## [AIM OF THE EXERCISE]
Without any omission, reproduce the records that follow.

+++ SUPPLIED MATERIAL

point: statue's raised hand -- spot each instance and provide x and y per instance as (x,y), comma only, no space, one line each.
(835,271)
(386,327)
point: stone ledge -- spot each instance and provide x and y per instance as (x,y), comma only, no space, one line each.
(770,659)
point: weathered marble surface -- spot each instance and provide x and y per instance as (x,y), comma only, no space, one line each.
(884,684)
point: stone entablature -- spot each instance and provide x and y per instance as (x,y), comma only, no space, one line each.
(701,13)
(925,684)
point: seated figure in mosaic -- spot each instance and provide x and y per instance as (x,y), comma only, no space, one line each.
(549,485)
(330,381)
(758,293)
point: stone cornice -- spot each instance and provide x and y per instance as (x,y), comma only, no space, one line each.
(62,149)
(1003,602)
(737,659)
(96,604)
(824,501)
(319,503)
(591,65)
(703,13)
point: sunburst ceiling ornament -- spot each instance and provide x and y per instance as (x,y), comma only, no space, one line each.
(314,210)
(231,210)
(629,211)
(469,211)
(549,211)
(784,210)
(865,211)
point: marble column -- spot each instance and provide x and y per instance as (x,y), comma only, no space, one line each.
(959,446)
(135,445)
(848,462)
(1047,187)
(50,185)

++++++

## [OUTPUT OF THE EXERCISE]
point: statue's raised hand -- spot each instance and provide x and y per instance as (x,y), comma only, no space, one line each.
(835,271)
(386,327)
point: stone ledge -- spot each instance and provide x and y per instance as (x,y), comma only, no space, one line each.
(770,659)
point: weathered marble surface -- spot each instance and provide x and y per instance as (x,y), comma only, no space, one line each.
(884,684)
point: stone entablature -- spot each instance and provide x and y per instance as (x,y), comma only, no space, one line each.
(701,13)
(925,684)
point: seated figure in mosaic -- spot each instance and provide x and y per instance as (x,y), comma only, no space, one line each.
(549,485)
(330,381)
(758,293)
point: stone cornice -- spot each instance and provide x and y per instance as (x,y), comma only, no space, one line each.
(62,149)
(1003,602)
(737,659)
(96,604)
(824,501)
(319,503)
(591,65)
(703,13)
point: sunburst ceiling ornament -- spot each instance and provide x and y per instance as (x,y), comma only, no space, one line each.
(314,210)
(231,210)
(629,211)
(469,211)
(549,211)
(784,210)
(865,211)
point: marble column -- spot each instance and provide x and y per instance as (x,y), comma only, no space, one line each.
(959,446)
(135,445)
(848,462)
(1047,187)
(50,185)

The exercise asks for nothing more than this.